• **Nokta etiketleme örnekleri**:
....................

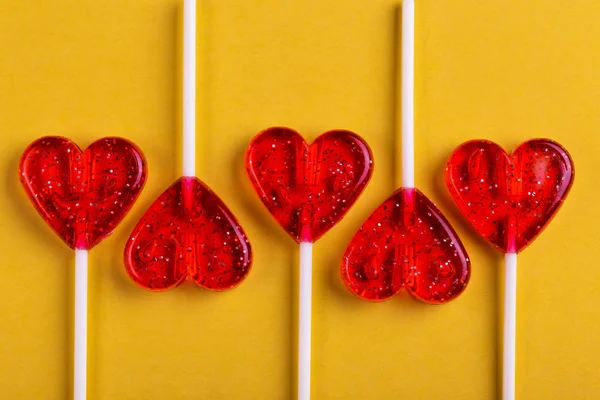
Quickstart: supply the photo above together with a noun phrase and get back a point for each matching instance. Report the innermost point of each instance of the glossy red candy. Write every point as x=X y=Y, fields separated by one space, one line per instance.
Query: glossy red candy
x=82 y=195
x=308 y=188
x=509 y=199
x=188 y=232
x=406 y=242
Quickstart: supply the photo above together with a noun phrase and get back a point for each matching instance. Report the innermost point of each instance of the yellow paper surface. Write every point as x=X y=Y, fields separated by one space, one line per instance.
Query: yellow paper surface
x=506 y=70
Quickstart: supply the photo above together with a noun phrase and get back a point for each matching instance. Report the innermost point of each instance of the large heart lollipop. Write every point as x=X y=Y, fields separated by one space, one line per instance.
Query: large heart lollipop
x=509 y=199
x=308 y=189
x=188 y=232
x=82 y=195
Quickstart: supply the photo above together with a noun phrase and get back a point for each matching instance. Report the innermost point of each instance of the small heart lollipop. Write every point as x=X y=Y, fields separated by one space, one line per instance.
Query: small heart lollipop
x=308 y=189
x=82 y=195
x=407 y=241
x=188 y=232
x=509 y=199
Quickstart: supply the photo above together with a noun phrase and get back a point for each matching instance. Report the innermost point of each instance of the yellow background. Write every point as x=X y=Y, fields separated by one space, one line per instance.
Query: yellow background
x=507 y=70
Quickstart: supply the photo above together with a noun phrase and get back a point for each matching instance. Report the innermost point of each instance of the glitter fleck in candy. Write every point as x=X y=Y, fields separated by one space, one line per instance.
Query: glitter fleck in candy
x=509 y=199
x=406 y=242
x=188 y=232
x=82 y=195
x=308 y=188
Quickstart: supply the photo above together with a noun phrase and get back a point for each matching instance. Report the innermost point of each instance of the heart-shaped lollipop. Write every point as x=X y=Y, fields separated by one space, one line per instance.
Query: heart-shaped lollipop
x=188 y=232
x=406 y=241
x=308 y=188
x=509 y=199
x=82 y=195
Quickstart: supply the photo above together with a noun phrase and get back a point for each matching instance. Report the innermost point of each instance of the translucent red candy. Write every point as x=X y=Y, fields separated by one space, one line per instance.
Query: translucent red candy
x=406 y=242
x=308 y=188
x=509 y=199
x=82 y=195
x=188 y=232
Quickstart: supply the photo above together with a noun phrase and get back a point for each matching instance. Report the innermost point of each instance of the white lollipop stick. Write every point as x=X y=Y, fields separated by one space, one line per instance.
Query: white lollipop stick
x=189 y=88
x=408 y=94
x=80 y=335
x=510 y=323
x=304 y=320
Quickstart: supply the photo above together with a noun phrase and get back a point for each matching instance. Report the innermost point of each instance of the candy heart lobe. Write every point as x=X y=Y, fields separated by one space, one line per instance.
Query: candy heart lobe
x=82 y=195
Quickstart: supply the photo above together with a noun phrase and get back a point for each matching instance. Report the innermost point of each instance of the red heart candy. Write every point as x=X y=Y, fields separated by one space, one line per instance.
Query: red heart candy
x=308 y=188
x=188 y=231
x=406 y=241
x=509 y=199
x=82 y=195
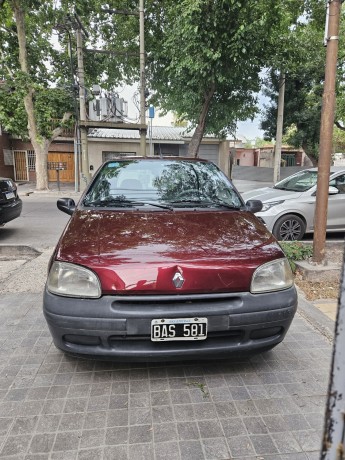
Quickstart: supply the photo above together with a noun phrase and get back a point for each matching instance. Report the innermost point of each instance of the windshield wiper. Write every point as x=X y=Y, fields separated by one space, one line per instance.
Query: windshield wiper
x=123 y=202
x=206 y=203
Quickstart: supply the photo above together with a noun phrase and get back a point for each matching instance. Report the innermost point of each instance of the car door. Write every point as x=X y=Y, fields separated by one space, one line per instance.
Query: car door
x=336 y=204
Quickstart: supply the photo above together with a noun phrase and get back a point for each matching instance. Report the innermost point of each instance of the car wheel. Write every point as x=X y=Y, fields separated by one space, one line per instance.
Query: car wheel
x=288 y=228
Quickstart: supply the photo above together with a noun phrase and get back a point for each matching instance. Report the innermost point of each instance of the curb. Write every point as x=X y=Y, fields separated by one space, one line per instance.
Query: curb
x=315 y=317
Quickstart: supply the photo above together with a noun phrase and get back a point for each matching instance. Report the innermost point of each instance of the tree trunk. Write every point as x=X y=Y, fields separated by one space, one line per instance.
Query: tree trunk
x=40 y=145
x=193 y=148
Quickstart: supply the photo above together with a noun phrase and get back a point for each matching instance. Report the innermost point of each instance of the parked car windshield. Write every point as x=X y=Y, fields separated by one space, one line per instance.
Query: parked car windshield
x=170 y=182
x=300 y=182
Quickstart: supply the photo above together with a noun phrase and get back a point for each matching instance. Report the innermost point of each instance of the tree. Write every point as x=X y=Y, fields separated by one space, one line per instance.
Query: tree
x=37 y=73
x=205 y=58
x=27 y=105
x=304 y=87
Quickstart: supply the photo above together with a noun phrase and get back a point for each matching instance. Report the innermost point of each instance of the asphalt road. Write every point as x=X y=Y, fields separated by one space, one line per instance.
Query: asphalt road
x=39 y=226
x=41 y=223
x=52 y=406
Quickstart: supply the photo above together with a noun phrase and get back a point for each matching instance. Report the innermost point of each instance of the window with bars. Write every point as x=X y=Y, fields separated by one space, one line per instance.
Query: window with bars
x=31 y=160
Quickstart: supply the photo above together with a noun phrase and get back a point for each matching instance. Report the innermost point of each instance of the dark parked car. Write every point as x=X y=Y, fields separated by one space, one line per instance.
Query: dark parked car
x=10 y=203
x=162 y=260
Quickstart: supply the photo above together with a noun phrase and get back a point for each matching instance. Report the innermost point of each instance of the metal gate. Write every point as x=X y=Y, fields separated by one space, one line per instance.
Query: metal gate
x=21 y=170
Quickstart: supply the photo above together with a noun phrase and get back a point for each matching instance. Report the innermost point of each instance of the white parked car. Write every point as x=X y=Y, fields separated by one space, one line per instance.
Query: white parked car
x=289 y=206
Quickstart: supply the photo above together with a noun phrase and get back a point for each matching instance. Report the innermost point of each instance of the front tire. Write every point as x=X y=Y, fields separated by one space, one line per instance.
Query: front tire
x=289 y=228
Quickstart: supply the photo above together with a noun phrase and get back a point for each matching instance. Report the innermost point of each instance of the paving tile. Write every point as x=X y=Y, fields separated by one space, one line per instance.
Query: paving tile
x=263 y=444
x=140 y=451
x=233 y=427
x=116 y=452
x=167 y=451
x=15 y=445
x=164 y=432
x=241 y=447
x=191 y=450
x=41 y=443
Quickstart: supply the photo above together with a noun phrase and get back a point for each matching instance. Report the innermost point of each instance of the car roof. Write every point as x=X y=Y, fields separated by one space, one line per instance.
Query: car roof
x=158 y=158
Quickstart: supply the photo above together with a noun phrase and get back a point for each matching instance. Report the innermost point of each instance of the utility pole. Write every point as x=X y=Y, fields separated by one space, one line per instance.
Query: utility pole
x=326 y=130
x=85 y=173
x=142 y=80
x=279 y=132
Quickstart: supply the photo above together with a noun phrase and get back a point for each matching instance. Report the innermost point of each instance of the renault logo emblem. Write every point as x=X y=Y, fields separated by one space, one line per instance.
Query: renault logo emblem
x=178 y=280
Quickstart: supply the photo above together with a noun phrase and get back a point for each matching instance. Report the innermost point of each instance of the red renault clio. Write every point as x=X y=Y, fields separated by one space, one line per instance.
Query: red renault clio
x=162 y=260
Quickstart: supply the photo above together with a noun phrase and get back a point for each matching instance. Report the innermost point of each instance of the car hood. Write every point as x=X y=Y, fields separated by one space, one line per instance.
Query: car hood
x=142 y=251
x=270 y=194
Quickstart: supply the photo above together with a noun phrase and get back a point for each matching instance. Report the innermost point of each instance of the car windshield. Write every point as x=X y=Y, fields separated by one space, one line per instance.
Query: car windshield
x=300 y=182
x=161 y=183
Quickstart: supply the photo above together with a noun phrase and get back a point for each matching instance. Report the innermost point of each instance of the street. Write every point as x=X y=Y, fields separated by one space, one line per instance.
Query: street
x=40 y=216
x=53 y=406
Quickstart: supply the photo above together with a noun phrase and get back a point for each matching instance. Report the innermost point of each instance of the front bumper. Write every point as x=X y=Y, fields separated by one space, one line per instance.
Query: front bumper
x=119 y=327
x=10 y=211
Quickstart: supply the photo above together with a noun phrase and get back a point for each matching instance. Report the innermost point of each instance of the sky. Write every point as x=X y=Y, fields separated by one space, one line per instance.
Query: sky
x=246 y=130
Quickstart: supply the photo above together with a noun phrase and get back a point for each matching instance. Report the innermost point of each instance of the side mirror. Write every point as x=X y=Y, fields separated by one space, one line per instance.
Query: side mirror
x=66 y=205
x=254 y=206
x=332 y=190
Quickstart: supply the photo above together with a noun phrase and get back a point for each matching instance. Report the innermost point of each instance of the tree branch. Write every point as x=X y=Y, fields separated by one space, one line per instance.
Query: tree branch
x=57 y=131
x=338 y=125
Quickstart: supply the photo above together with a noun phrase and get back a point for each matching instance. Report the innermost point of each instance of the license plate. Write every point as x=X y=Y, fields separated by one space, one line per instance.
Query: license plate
x=178 y=329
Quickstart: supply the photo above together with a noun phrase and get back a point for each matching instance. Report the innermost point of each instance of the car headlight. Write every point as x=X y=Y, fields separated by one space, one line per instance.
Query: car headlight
x=270 y=204
x=272 y=276
x=71 y=280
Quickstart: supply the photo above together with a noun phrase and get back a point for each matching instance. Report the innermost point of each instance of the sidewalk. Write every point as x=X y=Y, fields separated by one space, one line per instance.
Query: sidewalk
x=55 y=189
x=54 y=406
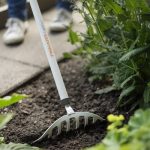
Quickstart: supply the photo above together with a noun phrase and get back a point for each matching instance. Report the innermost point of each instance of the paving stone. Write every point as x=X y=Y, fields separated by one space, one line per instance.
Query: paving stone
x=23 y=62
x=13 y=74
x=31 y=51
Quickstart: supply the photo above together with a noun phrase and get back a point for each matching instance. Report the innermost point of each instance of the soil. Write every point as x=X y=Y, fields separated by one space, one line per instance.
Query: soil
x=35 y=114
x=2 y=2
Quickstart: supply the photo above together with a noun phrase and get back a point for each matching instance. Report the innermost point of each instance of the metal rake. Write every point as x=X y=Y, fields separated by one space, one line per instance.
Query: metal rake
x=66 y=122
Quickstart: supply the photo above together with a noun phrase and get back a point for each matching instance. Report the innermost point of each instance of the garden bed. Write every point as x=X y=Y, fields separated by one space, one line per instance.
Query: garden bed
x=2 y=3
x=35 y=115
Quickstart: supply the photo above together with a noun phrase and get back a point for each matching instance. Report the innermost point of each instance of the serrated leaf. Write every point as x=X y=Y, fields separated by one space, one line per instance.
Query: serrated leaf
x=126 y=92
x=67 y=55
x=73 y=37
x=106 y=90
x=134 y=52
x=13 y=146
x=9 y=100
x=146 y=95
x=127 y=80
x=4 y=119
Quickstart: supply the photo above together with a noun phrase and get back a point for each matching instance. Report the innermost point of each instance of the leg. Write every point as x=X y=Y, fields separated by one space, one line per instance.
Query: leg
x=16 y=25
x=17 y=9
x=63 y=18
x=66 y=4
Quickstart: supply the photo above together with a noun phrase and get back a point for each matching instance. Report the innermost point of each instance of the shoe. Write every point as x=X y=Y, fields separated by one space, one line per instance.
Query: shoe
x=62 y=21
x=15 y=32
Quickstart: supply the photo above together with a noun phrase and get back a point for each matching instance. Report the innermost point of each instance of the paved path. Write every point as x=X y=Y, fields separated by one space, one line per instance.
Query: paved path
x=20 y=63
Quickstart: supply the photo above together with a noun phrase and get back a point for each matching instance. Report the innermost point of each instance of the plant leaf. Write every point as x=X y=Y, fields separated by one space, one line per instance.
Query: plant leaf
x=134 y=52
x=147 y=95
x=126 y=92
x=4 y=119
x=127 y=80
x=106 y=90
x=9 y=100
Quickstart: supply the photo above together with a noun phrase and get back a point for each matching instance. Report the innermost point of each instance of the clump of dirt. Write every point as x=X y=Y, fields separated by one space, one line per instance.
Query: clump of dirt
x=37 y=113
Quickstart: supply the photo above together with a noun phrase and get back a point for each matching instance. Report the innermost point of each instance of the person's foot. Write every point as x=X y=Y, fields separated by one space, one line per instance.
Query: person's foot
x=62 y=21
x=15 y=32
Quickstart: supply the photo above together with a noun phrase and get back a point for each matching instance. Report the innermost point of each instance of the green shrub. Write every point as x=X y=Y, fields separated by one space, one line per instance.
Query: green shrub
x=117 y=45
x=134 y=136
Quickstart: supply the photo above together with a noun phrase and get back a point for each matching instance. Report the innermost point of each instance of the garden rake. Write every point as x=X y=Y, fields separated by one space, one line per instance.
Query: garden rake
x=71 y=115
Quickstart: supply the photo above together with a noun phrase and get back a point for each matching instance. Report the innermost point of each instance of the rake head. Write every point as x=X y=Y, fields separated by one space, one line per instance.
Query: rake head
x=70 y=122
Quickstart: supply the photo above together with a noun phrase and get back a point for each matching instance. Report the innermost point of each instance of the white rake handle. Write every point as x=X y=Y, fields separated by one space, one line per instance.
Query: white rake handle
x=49 y=50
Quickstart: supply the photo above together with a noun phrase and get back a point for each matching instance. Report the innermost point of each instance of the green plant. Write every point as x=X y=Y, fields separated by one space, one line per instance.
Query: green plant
x=117 y=46
x=5 y=118
x=133 y=136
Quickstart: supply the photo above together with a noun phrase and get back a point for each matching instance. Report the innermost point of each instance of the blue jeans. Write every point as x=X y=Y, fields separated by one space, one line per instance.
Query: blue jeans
x=17 y=8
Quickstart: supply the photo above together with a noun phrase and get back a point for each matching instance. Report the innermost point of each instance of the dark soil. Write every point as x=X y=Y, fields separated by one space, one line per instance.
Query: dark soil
x=2 y=2
x=37 y=113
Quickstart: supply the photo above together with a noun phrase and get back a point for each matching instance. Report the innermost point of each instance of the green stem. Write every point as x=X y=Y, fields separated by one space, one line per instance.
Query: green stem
x=97 y=26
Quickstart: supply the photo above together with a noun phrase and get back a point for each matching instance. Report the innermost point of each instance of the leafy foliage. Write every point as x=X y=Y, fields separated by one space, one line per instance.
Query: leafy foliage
x=117 y=46
x=134 y=136
x=9 y=100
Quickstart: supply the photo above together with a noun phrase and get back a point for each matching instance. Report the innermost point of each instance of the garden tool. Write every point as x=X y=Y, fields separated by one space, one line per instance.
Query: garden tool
x=65 y=100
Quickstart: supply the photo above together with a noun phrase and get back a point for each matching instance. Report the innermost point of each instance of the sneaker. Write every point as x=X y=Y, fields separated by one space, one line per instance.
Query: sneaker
x=62 y=21
x=15 y=32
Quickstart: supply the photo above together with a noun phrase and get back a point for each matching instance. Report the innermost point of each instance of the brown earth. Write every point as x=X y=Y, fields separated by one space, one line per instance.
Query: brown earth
x=37 y=113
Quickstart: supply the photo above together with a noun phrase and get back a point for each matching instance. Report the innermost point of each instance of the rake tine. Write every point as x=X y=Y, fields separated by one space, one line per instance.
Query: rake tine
x=86 y=121
x=77 y=122
x=94 y=120
x=68 y=125
x=50 y=133
x=59 y=129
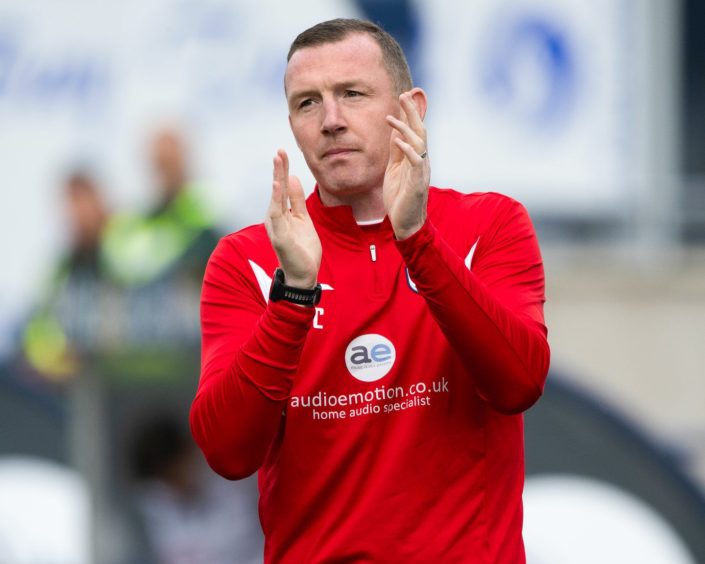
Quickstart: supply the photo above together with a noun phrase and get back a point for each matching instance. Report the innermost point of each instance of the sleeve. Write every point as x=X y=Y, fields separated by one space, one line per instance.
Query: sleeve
x=492 y=316
x=250 y=353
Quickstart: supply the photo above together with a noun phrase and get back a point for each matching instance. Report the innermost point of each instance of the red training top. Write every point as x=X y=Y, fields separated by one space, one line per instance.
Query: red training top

....................

• **Talimatlarınız**: Yukarıdaki öğelerde "the dark parked" ifadesini içeren satırla açılıp "x=289 y=206" ifadesini içeren satırla kapanan bölümü, her iki uç satır da dahil olmak üzere, JSON dize listesi olarak biçimlendiriniz. Her satır bir dize olsun ve boş satırlar listeye alınmasın.

• **Tam yanıt**:
[
  "Quickstart: supply the photo above together with a noun phrase and get back a point for each matching instance. Report the innermost point of each instance of the dark parked car. Write every point as x=X y=Y, fields separated by one space, one line per instance.",
  "Query: dark parked car",
  "x=10 y=203",
  "x=162 y=260",
  "Quickstart: supply the photo above together with a noun phrase and get back a point for each matching instance. Report the innermost point of each instance of the metal gate. Write every point as x=X y=Y, fields separated by one space, one line per instance.",
  "Query: metal gate",
  "x=21 y=170",
  "Quickstart: supply the photo above together with a noun phrase and get back a point for each matching instance. Report the innermost point of each instance of the white parked car. Write every point as x=X y=Y, fields separated by one space, one line per instance.",
  "Query: white parked car",
  "x=289 y=206"
]